## Work to do
Find every line in the records below that contains the word "tyre" and copy each of those lines.

## Material shown
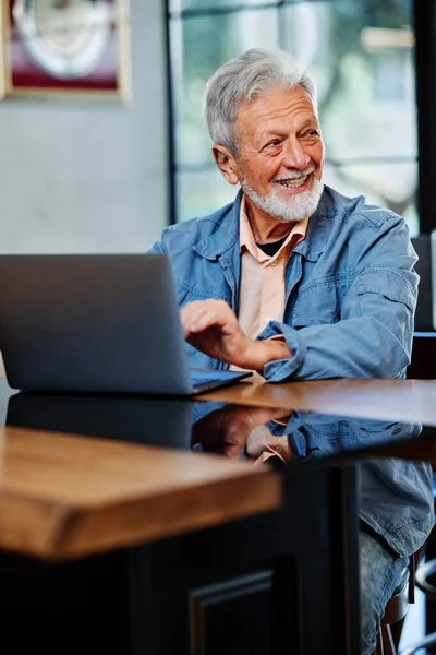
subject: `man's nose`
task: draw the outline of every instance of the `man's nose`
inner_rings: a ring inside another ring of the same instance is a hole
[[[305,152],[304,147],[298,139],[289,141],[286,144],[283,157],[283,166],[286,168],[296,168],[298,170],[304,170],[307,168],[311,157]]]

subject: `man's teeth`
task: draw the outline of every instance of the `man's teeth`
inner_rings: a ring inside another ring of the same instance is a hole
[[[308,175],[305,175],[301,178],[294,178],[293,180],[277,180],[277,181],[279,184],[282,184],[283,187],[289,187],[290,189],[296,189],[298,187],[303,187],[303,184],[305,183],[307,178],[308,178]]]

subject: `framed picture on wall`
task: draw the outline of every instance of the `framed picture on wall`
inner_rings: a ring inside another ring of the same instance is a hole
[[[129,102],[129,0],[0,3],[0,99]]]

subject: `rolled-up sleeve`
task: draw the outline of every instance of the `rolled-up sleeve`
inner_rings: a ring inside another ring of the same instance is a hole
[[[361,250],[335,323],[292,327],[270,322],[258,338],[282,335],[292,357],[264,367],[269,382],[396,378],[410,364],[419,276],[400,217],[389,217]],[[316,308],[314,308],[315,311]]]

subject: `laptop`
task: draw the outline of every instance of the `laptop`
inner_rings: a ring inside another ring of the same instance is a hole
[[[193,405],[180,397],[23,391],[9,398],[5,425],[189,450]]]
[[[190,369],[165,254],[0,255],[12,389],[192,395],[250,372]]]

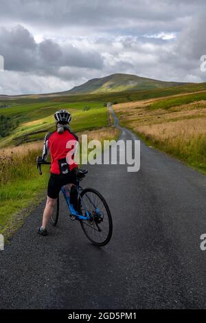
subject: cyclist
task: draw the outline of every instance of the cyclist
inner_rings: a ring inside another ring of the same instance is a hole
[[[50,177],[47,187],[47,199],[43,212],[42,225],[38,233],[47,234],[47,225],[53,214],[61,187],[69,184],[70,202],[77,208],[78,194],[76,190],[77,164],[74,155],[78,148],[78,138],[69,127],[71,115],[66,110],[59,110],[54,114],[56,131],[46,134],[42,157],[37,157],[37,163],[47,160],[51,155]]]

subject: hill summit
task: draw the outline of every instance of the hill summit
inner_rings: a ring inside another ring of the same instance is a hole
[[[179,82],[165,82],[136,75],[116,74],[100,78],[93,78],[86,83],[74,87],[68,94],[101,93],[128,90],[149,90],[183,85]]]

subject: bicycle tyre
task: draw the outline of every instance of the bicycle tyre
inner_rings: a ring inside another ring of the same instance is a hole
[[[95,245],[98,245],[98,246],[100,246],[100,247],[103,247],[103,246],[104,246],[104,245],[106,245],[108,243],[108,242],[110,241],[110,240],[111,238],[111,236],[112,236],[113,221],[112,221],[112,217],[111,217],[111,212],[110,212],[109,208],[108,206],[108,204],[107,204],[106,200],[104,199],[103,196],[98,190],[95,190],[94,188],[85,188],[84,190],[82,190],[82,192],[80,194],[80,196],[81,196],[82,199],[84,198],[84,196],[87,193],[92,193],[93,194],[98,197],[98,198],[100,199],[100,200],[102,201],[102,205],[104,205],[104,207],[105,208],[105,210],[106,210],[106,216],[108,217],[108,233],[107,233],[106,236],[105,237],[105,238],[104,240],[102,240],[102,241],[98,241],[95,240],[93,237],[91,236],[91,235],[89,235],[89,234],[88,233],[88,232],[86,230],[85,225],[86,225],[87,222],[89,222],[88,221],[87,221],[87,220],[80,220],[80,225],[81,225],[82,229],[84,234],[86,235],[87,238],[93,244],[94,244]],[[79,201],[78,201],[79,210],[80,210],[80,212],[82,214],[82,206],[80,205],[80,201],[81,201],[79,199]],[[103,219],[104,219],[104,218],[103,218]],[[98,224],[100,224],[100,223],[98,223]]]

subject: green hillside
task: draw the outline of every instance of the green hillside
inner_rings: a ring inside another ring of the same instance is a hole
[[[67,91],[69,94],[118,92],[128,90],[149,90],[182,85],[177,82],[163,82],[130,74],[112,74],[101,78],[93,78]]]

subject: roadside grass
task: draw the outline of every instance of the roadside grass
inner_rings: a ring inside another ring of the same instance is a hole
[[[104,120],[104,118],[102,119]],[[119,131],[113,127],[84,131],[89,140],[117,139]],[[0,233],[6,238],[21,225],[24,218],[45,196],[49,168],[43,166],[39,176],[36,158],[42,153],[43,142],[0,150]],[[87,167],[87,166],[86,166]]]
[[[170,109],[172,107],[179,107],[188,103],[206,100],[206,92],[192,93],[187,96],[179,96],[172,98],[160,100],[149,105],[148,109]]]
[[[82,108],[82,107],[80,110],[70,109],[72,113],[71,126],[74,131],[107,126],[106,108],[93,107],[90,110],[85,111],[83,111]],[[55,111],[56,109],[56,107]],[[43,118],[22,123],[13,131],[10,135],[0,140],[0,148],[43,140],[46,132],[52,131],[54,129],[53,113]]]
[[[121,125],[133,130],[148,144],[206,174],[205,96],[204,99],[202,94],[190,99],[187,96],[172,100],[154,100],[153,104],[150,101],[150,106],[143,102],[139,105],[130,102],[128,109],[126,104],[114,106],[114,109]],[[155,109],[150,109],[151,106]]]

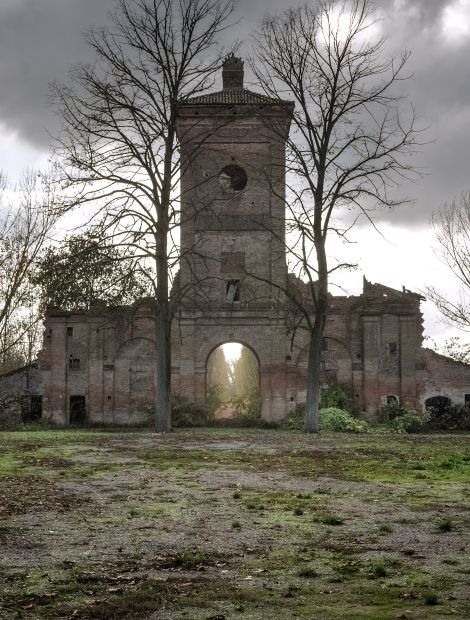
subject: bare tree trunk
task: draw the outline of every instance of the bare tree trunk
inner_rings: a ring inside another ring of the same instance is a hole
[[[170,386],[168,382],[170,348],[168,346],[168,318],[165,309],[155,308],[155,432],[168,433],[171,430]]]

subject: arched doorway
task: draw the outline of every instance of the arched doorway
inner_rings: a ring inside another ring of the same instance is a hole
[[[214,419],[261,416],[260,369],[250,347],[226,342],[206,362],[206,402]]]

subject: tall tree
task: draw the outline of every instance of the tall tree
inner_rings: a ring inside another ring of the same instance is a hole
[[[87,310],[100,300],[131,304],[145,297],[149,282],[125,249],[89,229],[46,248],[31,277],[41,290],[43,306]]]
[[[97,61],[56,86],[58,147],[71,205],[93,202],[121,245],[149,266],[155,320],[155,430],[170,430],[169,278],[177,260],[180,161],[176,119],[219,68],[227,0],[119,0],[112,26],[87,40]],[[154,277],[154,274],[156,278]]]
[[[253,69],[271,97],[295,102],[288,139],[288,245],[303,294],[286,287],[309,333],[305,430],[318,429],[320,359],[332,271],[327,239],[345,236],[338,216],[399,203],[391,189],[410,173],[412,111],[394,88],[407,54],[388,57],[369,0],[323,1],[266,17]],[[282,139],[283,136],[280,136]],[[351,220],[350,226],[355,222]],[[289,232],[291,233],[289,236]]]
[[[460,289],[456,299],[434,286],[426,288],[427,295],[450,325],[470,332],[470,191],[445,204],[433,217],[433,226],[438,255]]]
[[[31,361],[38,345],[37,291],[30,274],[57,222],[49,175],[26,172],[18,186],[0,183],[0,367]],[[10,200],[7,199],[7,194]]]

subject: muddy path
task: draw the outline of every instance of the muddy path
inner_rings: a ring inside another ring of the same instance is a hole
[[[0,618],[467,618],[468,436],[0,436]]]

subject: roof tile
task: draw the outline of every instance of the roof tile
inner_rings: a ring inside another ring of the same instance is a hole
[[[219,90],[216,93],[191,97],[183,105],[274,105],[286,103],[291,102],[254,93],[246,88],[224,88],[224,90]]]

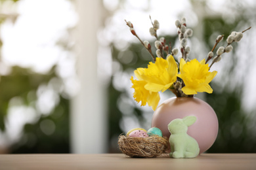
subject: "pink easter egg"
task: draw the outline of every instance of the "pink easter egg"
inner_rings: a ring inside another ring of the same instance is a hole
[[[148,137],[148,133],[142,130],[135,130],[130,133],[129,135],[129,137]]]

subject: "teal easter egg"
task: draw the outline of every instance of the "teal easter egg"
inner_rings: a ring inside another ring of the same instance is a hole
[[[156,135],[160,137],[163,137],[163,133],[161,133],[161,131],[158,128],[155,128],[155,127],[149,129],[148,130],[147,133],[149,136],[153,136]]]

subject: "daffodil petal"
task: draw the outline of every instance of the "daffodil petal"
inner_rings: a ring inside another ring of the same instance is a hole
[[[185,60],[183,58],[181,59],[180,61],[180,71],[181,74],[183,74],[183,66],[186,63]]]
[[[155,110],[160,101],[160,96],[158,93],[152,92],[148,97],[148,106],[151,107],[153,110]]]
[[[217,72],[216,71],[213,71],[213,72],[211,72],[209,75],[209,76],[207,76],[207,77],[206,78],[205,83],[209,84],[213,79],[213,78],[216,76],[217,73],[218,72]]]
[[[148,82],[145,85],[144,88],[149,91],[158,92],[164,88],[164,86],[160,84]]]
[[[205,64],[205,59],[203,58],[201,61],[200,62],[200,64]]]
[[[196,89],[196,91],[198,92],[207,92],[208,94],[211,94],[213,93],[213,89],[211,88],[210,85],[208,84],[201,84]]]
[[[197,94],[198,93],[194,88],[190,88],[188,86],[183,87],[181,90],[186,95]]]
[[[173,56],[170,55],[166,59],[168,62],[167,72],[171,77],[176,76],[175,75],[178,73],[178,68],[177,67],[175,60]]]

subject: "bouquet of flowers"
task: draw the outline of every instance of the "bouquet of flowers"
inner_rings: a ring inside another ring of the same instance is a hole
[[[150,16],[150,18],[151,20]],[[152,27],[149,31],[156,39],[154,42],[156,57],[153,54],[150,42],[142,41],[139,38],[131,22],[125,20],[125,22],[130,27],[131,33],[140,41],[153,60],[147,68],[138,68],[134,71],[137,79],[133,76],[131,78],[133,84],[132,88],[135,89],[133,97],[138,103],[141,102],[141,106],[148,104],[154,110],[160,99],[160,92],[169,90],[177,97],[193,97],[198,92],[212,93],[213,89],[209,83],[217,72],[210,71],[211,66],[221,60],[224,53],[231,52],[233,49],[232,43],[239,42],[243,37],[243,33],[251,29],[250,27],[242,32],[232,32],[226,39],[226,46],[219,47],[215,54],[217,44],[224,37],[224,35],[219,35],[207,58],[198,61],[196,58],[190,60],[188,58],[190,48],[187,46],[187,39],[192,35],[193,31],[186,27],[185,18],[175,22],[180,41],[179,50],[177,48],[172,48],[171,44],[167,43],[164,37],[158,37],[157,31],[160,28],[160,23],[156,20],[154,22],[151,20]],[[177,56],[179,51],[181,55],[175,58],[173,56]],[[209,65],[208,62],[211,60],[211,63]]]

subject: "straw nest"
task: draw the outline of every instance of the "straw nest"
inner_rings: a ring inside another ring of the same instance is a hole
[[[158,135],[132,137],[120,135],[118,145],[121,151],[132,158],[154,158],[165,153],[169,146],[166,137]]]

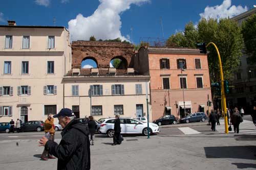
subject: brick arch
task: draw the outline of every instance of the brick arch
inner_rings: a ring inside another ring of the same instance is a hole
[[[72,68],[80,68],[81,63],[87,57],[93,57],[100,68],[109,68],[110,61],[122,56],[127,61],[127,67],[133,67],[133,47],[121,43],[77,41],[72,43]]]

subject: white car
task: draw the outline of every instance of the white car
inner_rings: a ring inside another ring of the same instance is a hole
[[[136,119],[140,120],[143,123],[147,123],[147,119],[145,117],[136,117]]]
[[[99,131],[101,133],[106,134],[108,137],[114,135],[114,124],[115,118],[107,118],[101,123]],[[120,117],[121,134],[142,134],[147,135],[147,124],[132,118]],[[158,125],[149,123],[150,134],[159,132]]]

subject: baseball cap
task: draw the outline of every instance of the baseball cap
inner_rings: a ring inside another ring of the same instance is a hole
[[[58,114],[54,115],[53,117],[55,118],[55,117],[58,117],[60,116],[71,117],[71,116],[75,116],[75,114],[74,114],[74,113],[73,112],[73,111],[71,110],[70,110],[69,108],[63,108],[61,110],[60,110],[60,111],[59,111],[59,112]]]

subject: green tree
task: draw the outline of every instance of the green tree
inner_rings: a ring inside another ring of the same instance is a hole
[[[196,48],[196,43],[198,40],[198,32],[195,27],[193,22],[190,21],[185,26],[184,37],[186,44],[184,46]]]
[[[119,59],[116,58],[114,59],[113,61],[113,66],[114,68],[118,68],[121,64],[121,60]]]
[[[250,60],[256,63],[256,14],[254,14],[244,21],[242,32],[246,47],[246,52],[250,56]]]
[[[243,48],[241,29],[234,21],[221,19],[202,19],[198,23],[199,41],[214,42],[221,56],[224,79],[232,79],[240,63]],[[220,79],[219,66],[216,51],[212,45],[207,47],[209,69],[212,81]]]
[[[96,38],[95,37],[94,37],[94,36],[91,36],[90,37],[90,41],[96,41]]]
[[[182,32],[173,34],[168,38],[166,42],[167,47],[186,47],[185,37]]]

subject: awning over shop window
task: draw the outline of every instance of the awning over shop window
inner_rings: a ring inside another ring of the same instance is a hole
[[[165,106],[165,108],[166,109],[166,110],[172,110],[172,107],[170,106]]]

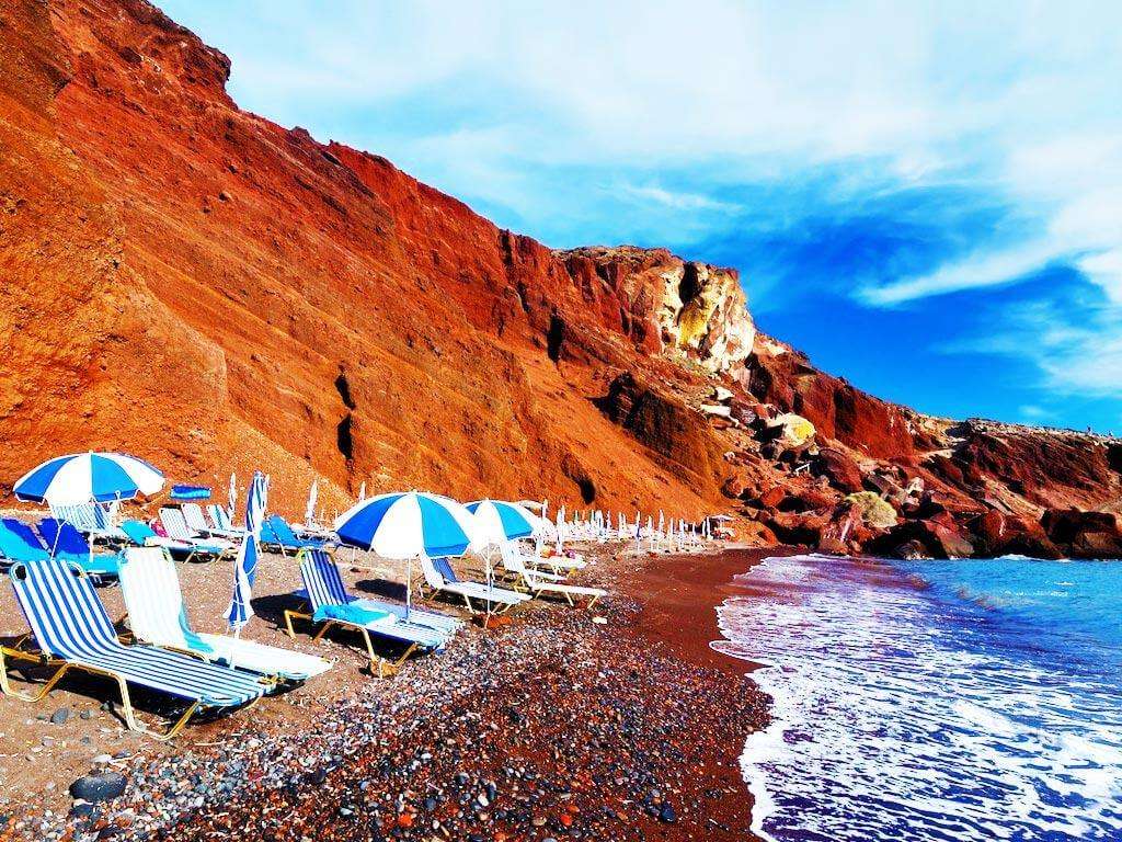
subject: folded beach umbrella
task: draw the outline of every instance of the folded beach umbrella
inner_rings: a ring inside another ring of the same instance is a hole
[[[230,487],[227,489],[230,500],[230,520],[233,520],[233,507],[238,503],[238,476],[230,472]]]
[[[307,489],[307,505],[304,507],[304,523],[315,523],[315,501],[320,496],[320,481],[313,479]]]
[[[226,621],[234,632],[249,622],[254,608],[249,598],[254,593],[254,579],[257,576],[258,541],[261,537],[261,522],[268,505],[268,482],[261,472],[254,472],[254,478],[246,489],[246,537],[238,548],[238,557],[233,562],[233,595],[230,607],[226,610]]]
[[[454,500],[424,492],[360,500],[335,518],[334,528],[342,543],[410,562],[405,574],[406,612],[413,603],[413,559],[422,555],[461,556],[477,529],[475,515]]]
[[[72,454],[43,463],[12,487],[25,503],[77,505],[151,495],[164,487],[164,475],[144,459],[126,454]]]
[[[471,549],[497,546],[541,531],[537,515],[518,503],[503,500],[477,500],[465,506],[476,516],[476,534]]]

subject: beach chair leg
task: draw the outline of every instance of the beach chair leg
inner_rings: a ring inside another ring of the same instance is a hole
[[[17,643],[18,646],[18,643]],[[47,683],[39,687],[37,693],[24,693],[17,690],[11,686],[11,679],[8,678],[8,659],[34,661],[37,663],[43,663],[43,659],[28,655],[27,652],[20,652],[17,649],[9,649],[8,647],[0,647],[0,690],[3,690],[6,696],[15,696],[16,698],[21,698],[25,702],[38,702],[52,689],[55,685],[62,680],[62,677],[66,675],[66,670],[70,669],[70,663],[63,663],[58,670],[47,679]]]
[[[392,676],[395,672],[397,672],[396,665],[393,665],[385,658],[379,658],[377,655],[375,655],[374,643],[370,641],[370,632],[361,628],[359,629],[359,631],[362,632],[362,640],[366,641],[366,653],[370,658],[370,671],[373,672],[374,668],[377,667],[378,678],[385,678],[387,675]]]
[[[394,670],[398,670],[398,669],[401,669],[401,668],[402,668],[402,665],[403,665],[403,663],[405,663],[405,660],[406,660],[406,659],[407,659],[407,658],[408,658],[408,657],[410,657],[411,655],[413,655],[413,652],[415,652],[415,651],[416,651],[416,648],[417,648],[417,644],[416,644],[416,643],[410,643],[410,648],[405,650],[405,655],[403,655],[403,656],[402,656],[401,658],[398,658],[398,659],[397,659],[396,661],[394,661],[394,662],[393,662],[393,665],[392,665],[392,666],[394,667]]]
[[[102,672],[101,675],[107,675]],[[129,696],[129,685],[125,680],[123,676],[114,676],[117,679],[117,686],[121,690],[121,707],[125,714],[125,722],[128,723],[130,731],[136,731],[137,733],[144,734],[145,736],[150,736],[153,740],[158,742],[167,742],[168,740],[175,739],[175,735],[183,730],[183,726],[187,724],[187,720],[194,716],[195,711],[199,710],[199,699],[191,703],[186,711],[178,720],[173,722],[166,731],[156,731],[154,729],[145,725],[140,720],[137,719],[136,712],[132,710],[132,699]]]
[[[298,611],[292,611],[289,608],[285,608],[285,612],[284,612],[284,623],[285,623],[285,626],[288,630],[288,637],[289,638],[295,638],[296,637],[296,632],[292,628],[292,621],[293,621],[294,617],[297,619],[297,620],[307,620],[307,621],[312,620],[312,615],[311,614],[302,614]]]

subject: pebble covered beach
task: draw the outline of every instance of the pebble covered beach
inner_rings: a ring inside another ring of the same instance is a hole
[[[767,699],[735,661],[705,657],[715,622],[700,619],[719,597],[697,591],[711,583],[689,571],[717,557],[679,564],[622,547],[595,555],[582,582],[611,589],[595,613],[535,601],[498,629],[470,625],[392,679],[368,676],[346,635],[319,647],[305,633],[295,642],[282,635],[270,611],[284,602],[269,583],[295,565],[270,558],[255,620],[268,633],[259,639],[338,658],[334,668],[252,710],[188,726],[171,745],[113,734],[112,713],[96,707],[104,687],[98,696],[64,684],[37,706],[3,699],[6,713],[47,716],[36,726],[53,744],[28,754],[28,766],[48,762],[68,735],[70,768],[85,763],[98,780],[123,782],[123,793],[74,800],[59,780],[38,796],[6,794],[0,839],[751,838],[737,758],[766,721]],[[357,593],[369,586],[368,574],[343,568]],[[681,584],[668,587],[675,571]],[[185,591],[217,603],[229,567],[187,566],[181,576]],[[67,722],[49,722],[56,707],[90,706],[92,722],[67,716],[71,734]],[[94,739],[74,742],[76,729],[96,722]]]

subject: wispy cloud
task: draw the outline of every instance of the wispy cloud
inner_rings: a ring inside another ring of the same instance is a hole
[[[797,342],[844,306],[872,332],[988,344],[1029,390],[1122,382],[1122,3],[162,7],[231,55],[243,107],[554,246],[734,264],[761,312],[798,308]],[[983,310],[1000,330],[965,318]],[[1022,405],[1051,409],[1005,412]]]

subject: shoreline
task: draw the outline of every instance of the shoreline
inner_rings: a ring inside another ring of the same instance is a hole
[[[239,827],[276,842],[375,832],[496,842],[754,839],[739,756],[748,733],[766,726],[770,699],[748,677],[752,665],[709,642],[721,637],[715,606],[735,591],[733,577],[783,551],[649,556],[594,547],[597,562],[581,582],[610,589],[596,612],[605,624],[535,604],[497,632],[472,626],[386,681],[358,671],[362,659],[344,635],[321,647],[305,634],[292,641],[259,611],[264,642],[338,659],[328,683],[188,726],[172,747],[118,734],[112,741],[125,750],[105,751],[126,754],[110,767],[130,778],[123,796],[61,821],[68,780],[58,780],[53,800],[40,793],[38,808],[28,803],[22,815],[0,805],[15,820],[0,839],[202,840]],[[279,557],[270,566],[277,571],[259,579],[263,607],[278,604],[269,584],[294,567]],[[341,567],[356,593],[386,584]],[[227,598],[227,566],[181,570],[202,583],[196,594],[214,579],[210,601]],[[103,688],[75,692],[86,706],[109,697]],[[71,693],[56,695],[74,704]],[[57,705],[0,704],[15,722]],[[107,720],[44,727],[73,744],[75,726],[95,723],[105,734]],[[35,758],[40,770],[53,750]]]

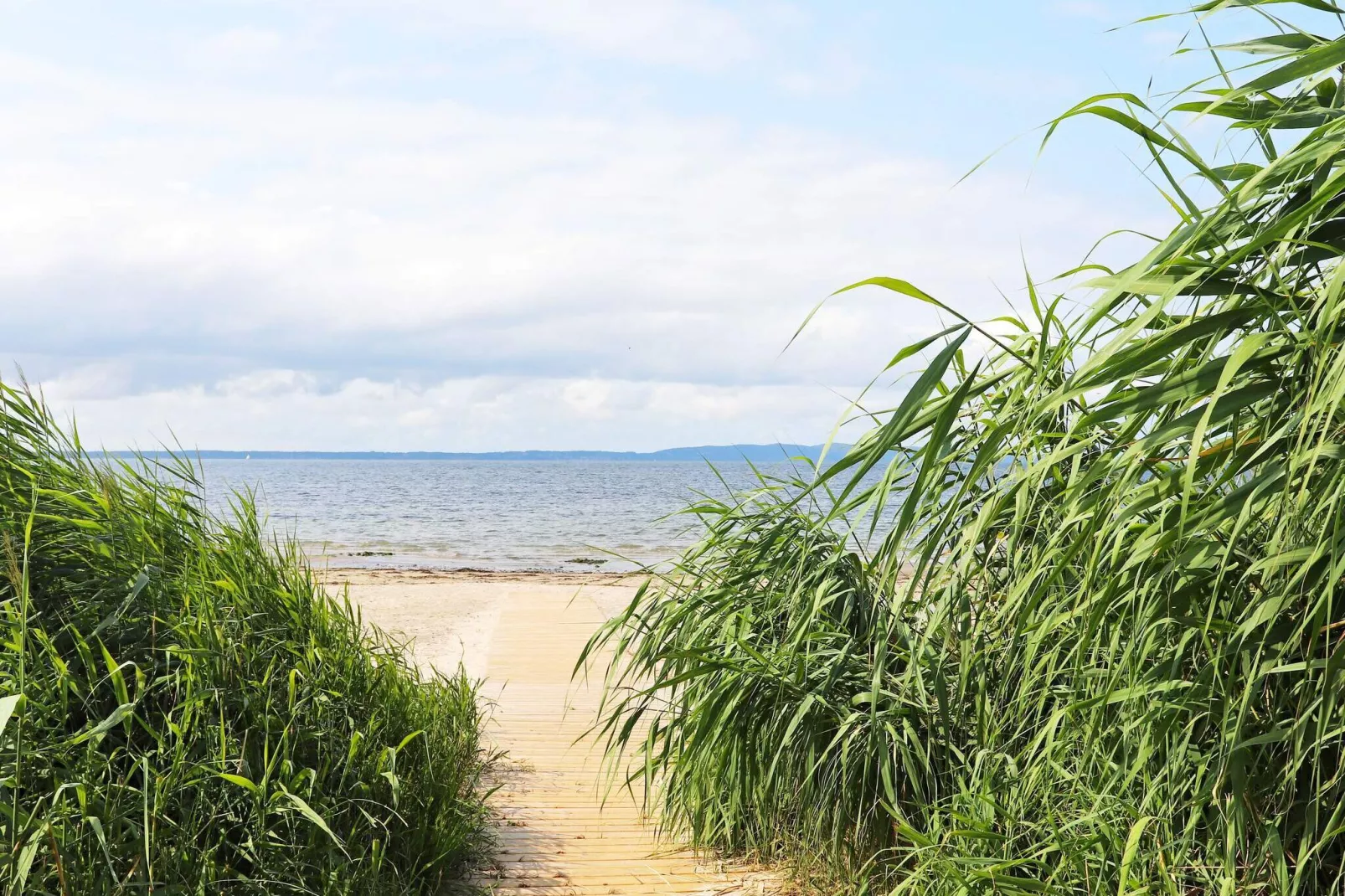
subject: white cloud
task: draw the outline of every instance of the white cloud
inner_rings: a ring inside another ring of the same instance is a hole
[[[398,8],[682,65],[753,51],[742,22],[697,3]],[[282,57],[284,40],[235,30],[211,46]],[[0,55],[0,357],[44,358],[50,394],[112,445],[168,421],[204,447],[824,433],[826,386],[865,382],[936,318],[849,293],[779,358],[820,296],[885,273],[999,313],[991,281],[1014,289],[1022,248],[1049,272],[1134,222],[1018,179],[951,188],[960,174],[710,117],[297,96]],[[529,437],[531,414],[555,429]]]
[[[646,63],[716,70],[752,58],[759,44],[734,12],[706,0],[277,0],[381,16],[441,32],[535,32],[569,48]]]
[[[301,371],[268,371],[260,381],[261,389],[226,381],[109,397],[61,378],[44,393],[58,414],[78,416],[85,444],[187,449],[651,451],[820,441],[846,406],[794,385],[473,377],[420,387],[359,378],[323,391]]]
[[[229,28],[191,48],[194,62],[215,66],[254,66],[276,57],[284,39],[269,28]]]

## Result for this exercise
subject: bicycle tyre
task: draw the outline of every instance of the bicycle tyre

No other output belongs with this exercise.